Give as a numbered list the lines of the material from the line containing "Where can the weathered" up to and including the final line, leaving out any blank lines.

Rows from a dataset:
════════

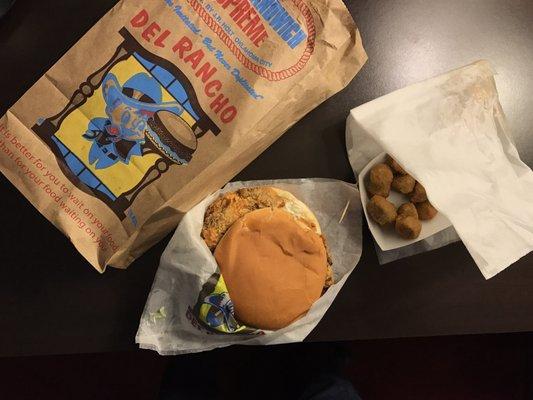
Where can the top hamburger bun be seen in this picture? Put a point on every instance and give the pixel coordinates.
(274, 267)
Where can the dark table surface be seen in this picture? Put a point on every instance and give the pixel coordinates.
(52, 301)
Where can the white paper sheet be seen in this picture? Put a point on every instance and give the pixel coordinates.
(186, 264)
(449, 132)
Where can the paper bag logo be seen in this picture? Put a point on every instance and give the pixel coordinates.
(245, 26)
(130, 122)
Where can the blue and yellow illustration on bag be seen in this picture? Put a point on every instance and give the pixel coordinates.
(126, 125)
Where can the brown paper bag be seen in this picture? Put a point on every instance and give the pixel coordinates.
(161, 103)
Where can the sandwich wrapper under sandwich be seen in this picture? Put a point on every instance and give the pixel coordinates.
(161, 103)
(450, 134)
(187, 293)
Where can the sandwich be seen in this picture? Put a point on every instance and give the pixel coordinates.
(271, 253)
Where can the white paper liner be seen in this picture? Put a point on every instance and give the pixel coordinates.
(187, 263)
(450, 133)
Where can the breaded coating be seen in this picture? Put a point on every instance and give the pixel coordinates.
(426, 210)
(407, 210)
(403, 183)
(408, 227)
(380, 180)
(397, 168)
(381, 210)
(418, 195)
(229, 207)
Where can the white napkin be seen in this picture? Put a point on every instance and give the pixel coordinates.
(449, 132)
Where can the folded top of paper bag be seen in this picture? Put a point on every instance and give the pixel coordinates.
(449, 132)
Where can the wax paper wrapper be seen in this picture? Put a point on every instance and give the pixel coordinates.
(186, 283)
(450, 133)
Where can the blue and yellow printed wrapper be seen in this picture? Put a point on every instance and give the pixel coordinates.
(189, 308)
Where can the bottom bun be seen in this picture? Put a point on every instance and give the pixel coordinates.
(273, 267)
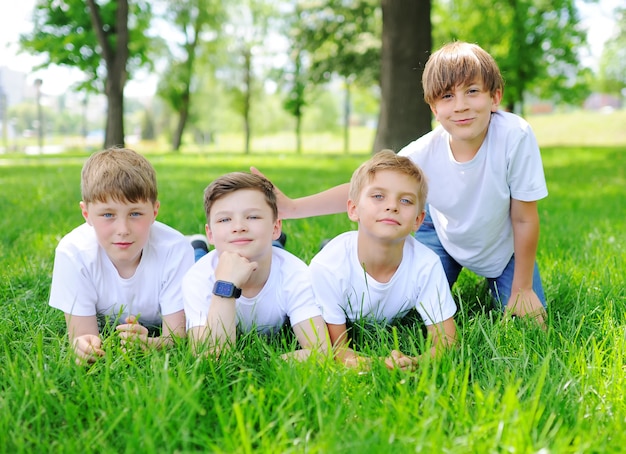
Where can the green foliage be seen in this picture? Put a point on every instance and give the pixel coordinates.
(534, 42)
(613, 61)
(64, 34)
(507, 387)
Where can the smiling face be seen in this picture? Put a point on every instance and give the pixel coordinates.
(122, 230)
(243, 222)
(465, 112)
(387, 208)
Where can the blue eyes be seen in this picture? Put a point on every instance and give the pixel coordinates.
(134, 214)
(403, 201)
(251, 217)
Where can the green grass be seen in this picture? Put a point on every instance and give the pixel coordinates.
(507, 387)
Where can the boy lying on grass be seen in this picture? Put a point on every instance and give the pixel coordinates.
(245, 283)
(380, 272)
(120, 265)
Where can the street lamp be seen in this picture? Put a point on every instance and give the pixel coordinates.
(3, 118)
(38, 83)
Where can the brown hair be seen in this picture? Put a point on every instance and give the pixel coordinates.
(459, 63)
(235, 181)
(120, 174)
(388, 160)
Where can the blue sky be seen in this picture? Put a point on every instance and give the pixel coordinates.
(597, 18)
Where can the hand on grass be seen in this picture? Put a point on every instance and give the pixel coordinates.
(88, 348)
(399, 360)
(132, 333)
(527, 303)
(286, 206)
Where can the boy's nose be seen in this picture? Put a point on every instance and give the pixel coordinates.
(122, 227)
(239, 225)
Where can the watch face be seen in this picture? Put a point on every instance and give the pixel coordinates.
(223, 288)
(226, 289)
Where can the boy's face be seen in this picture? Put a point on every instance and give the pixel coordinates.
(387, 207)
(465, 113)
(122, 229)
(243, 222)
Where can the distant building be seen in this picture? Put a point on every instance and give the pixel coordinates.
(597, 101)
(13, 84)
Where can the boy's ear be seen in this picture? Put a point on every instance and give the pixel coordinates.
(157, 205)
(352, 212)
(84, 211)
(419, 220)
(209, 234)
(495, 100)
(278, 226)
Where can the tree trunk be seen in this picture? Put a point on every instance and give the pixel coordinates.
(115, 60)
(183, 115)
(406, 45)
(114, 131)
(247, 98)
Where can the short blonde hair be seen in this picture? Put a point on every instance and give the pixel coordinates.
(236, 181)
(459, 63)
(119, 174)
(388, 160)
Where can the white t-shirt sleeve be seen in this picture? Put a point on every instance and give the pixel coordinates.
(301, 303)
(177, 263)
(435, 303)
(526, 177)
(72, 289)
(198, 289)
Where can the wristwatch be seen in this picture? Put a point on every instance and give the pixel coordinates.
(226, 289)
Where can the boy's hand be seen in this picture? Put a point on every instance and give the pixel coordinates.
(132, 333)
(286, 206)
(88, 348)
(526, 302)
(234, 268)
(399, 360)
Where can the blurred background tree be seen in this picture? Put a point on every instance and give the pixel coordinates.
(309, 65)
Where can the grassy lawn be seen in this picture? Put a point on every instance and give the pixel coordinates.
(507, 387)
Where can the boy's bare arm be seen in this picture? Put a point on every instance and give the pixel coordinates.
(523, 299)
(84, 337)
(343, 352)
(330, 201)
(313, 334)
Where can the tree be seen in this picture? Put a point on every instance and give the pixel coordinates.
(343, 40)
(94, 37)
(612, 72)
(247, 35)
(192, 18)
(406, 44)
(534, 42)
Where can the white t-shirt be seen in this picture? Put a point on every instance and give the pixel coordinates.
(286, 294)
(346, 292)
(470, 201)
(85, 282)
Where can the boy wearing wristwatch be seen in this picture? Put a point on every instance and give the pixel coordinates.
(245, 283)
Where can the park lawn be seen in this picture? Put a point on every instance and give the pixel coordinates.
(507, 387)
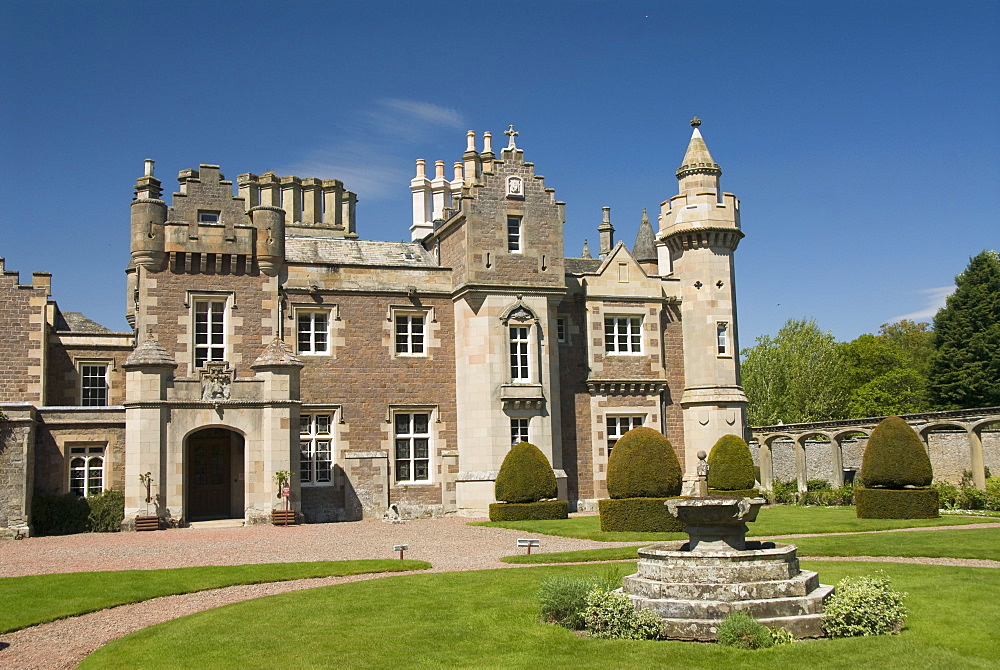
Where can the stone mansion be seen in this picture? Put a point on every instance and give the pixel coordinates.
(269, 337)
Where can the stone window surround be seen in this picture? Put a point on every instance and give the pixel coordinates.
(624, 314)
(333, 411)
(192, 300)
(433, 419)
(87, 451)
(300, 310)
(109, 365)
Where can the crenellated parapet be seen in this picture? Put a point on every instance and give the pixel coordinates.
(319, 207)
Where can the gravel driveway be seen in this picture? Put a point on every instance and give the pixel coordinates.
(448, 544)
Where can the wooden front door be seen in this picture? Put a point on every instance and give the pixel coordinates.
(210, 474)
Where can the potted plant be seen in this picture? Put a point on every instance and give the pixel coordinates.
(283, 517)
(147, 521)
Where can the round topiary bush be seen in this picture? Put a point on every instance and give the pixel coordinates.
(895, 457)
(525, 476)
(730, 465)
(643, 465)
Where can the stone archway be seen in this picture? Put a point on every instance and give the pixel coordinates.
(214, 459)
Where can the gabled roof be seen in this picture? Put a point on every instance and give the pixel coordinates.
(305, 249)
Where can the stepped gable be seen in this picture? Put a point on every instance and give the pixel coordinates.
(277, 354)
(303, 249)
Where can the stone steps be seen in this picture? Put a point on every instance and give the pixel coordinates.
(798, 586)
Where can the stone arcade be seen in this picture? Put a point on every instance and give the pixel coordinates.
(268, 336)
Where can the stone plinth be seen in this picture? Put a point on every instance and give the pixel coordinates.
(693, 585)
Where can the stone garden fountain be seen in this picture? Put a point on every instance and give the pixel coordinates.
(692, 585)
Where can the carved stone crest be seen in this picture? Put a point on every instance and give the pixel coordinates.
(216, 381)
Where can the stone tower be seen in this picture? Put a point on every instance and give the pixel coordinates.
(700, 229)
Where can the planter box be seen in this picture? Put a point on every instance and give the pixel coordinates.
(280, 517)
(147, 523)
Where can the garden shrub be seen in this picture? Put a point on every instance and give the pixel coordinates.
(895, 457)
(643, 465)
(537, 511)
(896, 503)
(742, 631)
(53, 514)
(730, 465)
(562, 601)
(107, 510)
(610, 614)
(525, 476)
(638, 515)
(866, 605)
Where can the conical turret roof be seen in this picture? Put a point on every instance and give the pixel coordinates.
(697, 158)
(644, 249)
(149, 353)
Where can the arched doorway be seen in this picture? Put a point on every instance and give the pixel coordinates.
(214, 474)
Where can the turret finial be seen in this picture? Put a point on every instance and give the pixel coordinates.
(511, 133)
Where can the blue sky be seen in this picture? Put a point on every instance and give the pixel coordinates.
(861, 137)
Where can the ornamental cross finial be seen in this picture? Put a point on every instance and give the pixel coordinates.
(511, 133)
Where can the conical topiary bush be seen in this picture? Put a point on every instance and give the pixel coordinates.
(643, 465)
(895, 457)
(524, 484)
(643, 472)
(895, 475)
(730, 466)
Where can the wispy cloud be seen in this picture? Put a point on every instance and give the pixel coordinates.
(367, 156)
(933, 298)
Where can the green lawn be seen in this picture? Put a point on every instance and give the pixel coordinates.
(972, 543)
(488, 619)
(27, 601)
(778, 520)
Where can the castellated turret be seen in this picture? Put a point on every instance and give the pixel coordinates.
(149, 213)
(699, 230)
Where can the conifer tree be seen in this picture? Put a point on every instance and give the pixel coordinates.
(965, 369)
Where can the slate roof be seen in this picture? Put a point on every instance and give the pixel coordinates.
(75, 322)
(577, 266)
(303, 249)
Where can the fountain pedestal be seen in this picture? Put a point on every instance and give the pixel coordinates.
(693, 585)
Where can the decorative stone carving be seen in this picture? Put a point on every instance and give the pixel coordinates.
(216, 381)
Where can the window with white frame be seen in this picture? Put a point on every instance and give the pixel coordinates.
(209, 330)
(619, 425)
(93, 384)
(514, 234)
(86, 470)
(316, 449)
(520, 369)
(722, 337)
(410, 334)
(518, 431)
(623, 334)
(413, 446)
(313, 329)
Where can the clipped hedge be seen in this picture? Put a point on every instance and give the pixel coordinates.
(895, 457)
(742, 493)
(730, 465)
(896, 503)
(638, 515)
(643, 465)
(534, 511)
(525, 476)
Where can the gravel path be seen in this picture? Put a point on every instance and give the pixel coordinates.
(448, 544)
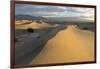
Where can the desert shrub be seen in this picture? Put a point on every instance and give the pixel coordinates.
(30, 30)
(16, 40)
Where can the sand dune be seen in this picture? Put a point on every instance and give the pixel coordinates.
(33, 25)
(69, 45)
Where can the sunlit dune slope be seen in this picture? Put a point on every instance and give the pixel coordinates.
(69, 45)
(33, 25)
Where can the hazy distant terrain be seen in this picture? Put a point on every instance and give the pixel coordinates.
(30, 43)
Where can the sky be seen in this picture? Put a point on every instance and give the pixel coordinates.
(54, 11)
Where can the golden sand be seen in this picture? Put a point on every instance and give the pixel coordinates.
(69, 45)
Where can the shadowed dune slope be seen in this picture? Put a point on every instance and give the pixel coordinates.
(69, 45)
(33, 25)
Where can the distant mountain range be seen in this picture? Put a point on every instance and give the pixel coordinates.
(67, 19)
(52, 19)
(28, 17)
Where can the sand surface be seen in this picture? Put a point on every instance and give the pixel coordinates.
(68, 45)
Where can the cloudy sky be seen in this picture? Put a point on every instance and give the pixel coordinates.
(54, 11)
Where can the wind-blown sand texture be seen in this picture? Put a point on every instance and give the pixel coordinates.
(68, 45)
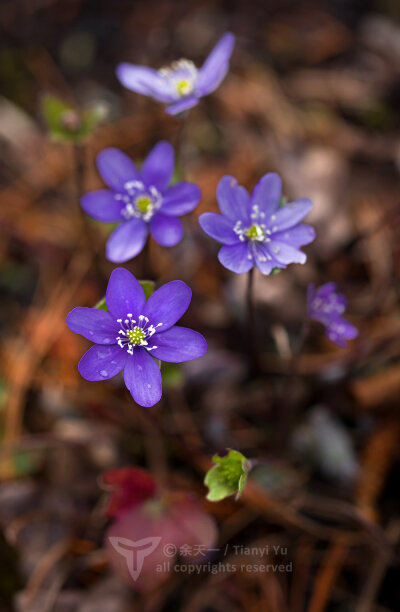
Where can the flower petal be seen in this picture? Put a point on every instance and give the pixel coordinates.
(267, 193)
(236, 258)
(218, 227)
(167, 231)
(286, 254)
(297, 236)
(291, 214)
(146, 81)
(233, 199)
(102, 205)
(124, 294)
(180, 199)
(158, 167)
(126, 241)
(143, 378)
(179, 344)
(216, 65)
(168, 304)
(264, 260)
(94, 324)
(116, 168)
(182, 105)
(102, 362)
(339, 330)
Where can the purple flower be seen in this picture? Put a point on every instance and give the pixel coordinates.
(133, 332)
(182, 84)
(140, 200)
(327, 306)
(254, 229)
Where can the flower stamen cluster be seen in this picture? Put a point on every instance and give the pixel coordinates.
(181, 75)
(140, 202)
(135, 333)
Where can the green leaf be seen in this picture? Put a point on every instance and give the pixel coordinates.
(228, 476)
(67, 123)
(101, 304)
(172, 375)
(147, 286)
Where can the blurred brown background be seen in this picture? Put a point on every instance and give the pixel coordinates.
(313, 93)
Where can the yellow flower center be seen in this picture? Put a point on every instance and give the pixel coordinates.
(255, 232)
(143, 204)
(135, 335)
(184, 87)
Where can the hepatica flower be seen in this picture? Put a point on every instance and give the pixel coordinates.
(254, 229)
(134, 333)
(140, 200)
(327, 306)
(181, 84)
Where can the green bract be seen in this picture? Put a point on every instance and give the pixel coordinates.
(68, 123)
(228, 476)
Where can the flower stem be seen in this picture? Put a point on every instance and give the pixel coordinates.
(251, 339)
(179, 140)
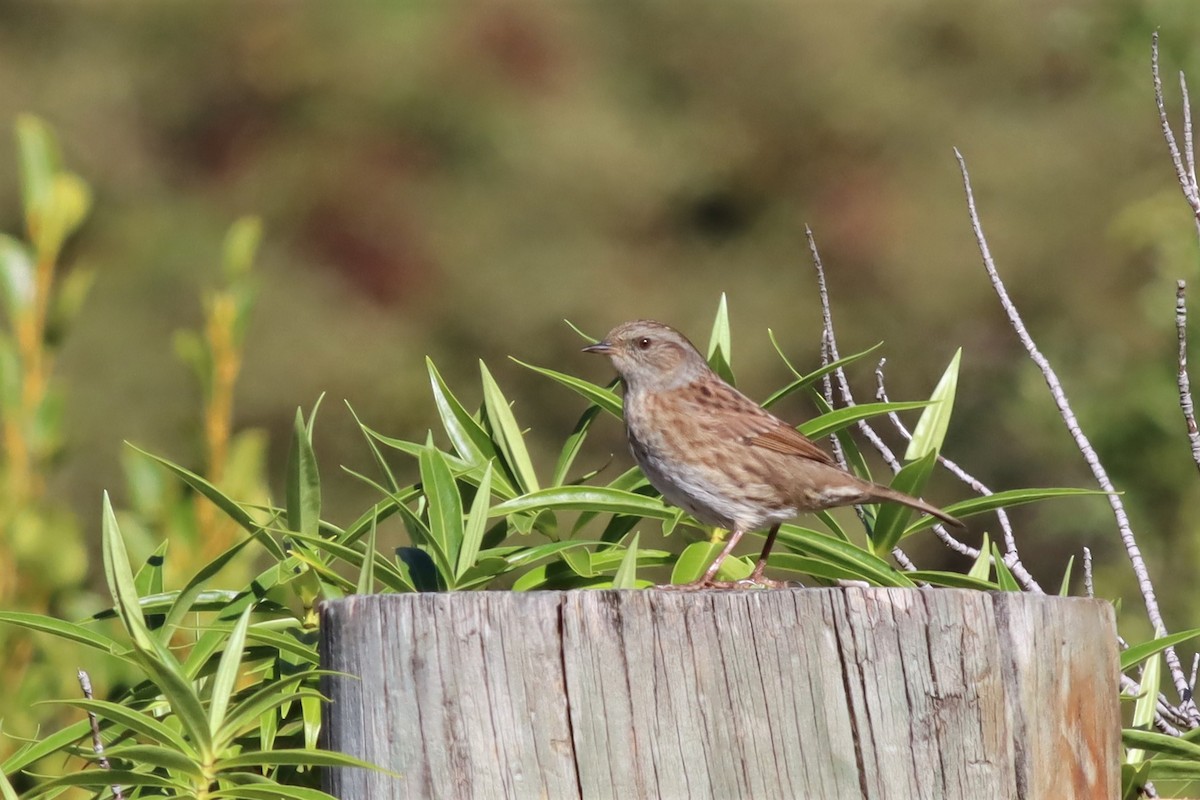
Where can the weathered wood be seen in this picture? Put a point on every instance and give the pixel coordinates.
(781, 693)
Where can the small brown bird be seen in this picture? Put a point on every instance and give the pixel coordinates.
(718, 455)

════════

■ Exercise result:
1. Where can the weathered wood be seen in this picture? Put a point on every instance and give the pixel coordinates.
2. (781, 693)
3. Where can the small brown bird be seen in this picture? Put a point on every instance and give the pixel coordinates.
4. (718, 455)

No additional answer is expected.